- [Your objective]: Return each entry exactly, with none missing.

Pointing dataset records
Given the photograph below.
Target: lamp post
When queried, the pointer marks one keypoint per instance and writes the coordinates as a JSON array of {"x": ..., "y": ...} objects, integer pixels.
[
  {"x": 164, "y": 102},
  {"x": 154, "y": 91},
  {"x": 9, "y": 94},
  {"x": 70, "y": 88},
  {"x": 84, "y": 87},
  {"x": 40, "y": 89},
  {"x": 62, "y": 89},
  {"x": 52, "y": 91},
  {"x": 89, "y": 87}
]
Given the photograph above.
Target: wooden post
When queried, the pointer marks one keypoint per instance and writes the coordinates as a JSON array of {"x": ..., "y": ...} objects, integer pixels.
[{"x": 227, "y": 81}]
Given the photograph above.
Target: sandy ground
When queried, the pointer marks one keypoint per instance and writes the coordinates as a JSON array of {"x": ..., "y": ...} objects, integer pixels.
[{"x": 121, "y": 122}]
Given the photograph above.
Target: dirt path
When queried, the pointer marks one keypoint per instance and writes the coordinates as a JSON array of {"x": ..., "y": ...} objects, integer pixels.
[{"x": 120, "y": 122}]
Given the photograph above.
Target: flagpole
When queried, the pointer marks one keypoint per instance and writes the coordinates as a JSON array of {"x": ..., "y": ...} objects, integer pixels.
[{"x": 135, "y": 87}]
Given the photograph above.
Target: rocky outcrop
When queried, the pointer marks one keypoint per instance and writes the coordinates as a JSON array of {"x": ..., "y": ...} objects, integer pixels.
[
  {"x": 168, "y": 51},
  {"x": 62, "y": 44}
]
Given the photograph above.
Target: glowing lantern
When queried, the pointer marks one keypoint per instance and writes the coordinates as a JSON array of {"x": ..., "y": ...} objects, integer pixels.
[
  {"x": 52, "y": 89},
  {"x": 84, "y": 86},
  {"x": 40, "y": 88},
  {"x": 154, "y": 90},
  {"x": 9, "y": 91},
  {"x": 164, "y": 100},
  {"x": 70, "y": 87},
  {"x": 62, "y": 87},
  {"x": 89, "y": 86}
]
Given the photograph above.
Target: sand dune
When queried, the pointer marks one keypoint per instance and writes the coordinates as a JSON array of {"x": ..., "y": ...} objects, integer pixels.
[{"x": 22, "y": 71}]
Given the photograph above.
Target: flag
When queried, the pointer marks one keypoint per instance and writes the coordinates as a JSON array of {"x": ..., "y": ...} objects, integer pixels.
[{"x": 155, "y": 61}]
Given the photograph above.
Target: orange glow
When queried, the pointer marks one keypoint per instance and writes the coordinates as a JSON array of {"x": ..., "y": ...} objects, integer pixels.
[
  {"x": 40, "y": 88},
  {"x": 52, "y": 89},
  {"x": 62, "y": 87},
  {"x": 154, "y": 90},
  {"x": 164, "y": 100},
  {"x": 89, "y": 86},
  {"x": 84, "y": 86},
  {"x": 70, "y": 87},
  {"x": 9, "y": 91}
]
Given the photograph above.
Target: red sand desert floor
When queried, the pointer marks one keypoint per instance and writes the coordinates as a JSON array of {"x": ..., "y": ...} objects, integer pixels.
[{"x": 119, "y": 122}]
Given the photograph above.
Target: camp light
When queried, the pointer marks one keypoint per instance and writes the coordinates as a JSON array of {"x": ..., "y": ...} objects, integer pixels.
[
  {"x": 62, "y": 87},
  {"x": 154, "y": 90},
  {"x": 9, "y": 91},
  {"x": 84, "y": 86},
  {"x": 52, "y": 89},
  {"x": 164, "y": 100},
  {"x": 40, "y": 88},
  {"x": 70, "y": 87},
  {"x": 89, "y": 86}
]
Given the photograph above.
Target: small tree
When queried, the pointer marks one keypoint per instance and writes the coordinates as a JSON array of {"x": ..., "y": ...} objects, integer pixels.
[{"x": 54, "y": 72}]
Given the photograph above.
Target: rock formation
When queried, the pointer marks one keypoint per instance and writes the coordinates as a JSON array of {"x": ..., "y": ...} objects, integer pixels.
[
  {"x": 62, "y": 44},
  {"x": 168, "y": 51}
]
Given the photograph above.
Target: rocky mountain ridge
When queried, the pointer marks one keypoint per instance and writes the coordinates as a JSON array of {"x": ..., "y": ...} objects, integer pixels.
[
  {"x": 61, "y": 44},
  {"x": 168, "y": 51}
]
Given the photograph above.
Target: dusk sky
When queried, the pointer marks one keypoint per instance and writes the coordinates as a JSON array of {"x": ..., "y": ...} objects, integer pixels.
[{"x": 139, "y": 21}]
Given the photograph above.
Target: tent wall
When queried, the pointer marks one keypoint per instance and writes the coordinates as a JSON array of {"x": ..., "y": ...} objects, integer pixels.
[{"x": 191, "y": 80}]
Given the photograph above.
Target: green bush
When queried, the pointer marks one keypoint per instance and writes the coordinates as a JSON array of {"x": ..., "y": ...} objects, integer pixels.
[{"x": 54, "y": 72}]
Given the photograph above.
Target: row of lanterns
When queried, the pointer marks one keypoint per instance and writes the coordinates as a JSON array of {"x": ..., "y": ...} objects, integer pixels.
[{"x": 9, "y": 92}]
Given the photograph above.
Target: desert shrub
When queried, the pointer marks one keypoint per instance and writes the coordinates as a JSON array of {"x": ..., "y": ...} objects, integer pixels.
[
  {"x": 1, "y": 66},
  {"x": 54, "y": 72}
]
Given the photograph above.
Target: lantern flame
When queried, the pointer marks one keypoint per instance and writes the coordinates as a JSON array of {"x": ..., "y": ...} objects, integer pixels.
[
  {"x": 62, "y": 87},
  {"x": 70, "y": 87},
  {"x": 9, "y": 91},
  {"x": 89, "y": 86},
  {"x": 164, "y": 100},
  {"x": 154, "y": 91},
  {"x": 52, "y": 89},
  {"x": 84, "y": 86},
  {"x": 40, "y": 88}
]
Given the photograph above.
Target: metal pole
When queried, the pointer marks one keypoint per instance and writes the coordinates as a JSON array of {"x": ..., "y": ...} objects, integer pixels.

- [Response]:
Given the photograph below.
Target: lamp post
When queried, the pointer marks one keypoint per instance and writes the coordinates as a JSON array of {"x": ..., "y": ...} objects, integer pixels.
[
  {"x": 164, "y": 102},
  {"x": 154, "y": 91},
  {"x": 9, "y": 94},
  {"x": 70, "y": 88},
  {"x": 84, "y": 87},
  {"x": 40, "y": 89},
  {"x": 62, "y": 89},
  {"x": 52, "y": 91},
  {"x": 89, "y": 87}
]
Given the photograph above.
Target: wooden post
When queried, the pointer marks one keypoint per instance and writes the coordinates as a JSON array of {"x": ..., "y": ...} objects, integer pixels.
[{"x": 227, "y": 81}]
Given the photograph above.
Target: sandy ground
When queried, the pointer marks one keypoint per instance and writes the coordinates as a JSON array of {"x": ..., "y": ...} objects, integer pixels.
[{"x": 121, "y": 122}]
Given the photograph above.
Target: dirt path
When queried, the pointer marks one keypoint per instance and writes the coordinates as a JSON array of {"x": ..., "y": ...} objects, integer pixels.
[{"x": 120, "y": 122}]
Given the photograph above.
Target: flagpole
When queried, the pointer marks one keypoint per instance and writes the coordinates as a JSON array of {"x": ..., "y": ...} objects, integer pixels.
[{"x": 135, "y": 87}]
Given the photograph above.
Target: rocky outcrop
When queried, the pointer marks one keypoint per instance and writes the coordinates as a JSON array of {"x": ..., "y": ...} objects, integer pixels.
[
  {"x": 168, "y": 51},
  {"x": 62, "y": 44}
]
Given the photograph above.
Target: glowing lantern
When queried, the pointer marks one keypoint per instance and writes the coordinates as a JSON array of {"x": ..., "y": ...} objects, integer pixels.
[
  {"x": 52, "y": 89},
  {"x": 84, "y": 86},
  {"x": 40, "y": 88},
  {"x": 154, "y": 90},
  {"x": 9, "y": 91},
  {"x": 164, "y": 100},
  {"x": 70, "y": 87},
  {"x": 62, "y": 87},
  {"x": 89, "y": 86}
]
Given the photograph above.
Target: sand dune
When queried, the pointer marks one keypoint per instance and writes the coordinates as a JSON array of {"x": ..., "y": ...} objects, integer pixels.
[{"x": 22, "y": 71}]
Given the photograph above.
Target: flag
When queried, the pointer marks one keypoint per instance and writes the coordinates as a JSON array of {"x": ..., "y": ...} objects, integer pixels.
[{"x": 155, "y": 61}]
Given the photograph above.
Target: orange glow
When queried, the pointer marks one keypoint per instance and writes the coordinates as a JSON array of {"x": ..., "y": ...} objects, integer pixels.
[
  {"x": 40, "y": 88},
  {"x": 52, "y": 89},
  {"x": 62, "y": 87},
  {"x": 154, "y": 90},
  {"x": 164, "y": 100},
  {"x": 89, "y": 86},
  {"x": 84, "y": 86},
  {"x": 70, "y": 87},
  {"x": 9, "y": 91}
]
Given the photograph above.
Target: red sand desert floor
When queried, the pointer marks one keypoint per instance and writes the coordinates as a JSON array of {"x": ..., "y": ...} objects, integer pixels.
[{"x": 119, "y": 122}]
Given the photograph above.
Target: camp light
When queried, the pointer marks one keypoint per instance and writes the coordinates as a JSON array of {"x": ..., "y": ...} objects, integer pixels.
[
  {"x": 62, "y": 87},
  {"x": 154, "y": 90},
  {"x": 9, "y": 91},
  {"x": 84, "y": 86},
  {"x": 52, "y": 89},
  {"x": 164, "y": 100},
  {"x": 40, "y": 88},
  {"x": 70, "y": 87},
  {"x": 89, "y": 86}
]
Given the photograph above.
Target: small tree
When queried, the pointer marks one keypoint per instance and writes the coordinates as a JSON array of {"x": ..., "y": ...} objects, integer pixels.
[{"x": 54, "y": 72}]
Given the photograph above.
Target: rock formation
When queried, the pointer marks one keypoint per instance and writes the coordinates as a JSON array of {"x": ..., "y": ...} objects, integer pixels.
[
  {"x": 62, "y": 44},
  {"x": 168, "y": 51}
]
Given the photograph above.
Target: rocky mountain ridge
When queried, the pointer marks one keypoint per instance and writes the coordinates as a JSON array of {"x": ..., "y": ...} objects, integer pixels.
[
  {"x": 61, "y": 44},
  {"x": 168, "y": 51}
]
Given the photograph above.
Target: dusk sky
When queried, the pointer marks one keypoint per instance and writes the coordinates as a JSON array of {"x": ..., "y": ...} objects, integer pixels.
[{"x": 139, "y": 21}]
Given the photograph above.
Target: tent wall
When queried, the pointer marks one keypoint per instance and writes the coordinates as a JSON array of {"x": ..., "y": ...} objects, integer pixels.
[{"x": 191, "y": 80}]
Given the photograph above.
Target: green bush
When queried, the pointer marks one keypoint per instance and writes the coordinates as a JSON array of {"x": ..., "y": ...} objects, integer pixels.
[{"x": 54, "y": 72}]
Given the photograph above.
Target: row of lanterns
When queried, the pointer marks one keypoint per instance and writes the coordinates as a JSON array of {"x": ..., "y": ...} objects, integer pixels.
[{"x": 9, "y": 92}]
Given the photograph above.
Target: desert shrub
When queried, the pointer marks one keypoint per instance and writes the coordinates as a JSON array of {"x": ..., "y": ...} objects, integer pixels.
[
  {"x": 1, "y": 66},
  {"x": 54, "y": 72}
]
Given the photograph above.
Target: lantern flame
When queried, the pointer marks one keypoint per instance and writes the coordinates as a JSON array of {"x": ..., "y": ...} objects, integer pixels.
[
  {"x": 62, "y": 87},
  {"x": 70, "y": 87},
  {"x": 9, "y": 91},
  {"x": 89, "y": 86},
  {"x": 164, "y": 100},
  {"x": 154, "y": 91},
  {"x": 52, "y": 89},
  {"x": 84, "y": 86},
  {"x": 40, "y": 88}
]
Given the photograph above.
Target: metal pole
When queried, the pointer marks one keypoint per instance and writes the coordinates as a JSON array of {"x": ..., "y": ...} objects, integer pixels.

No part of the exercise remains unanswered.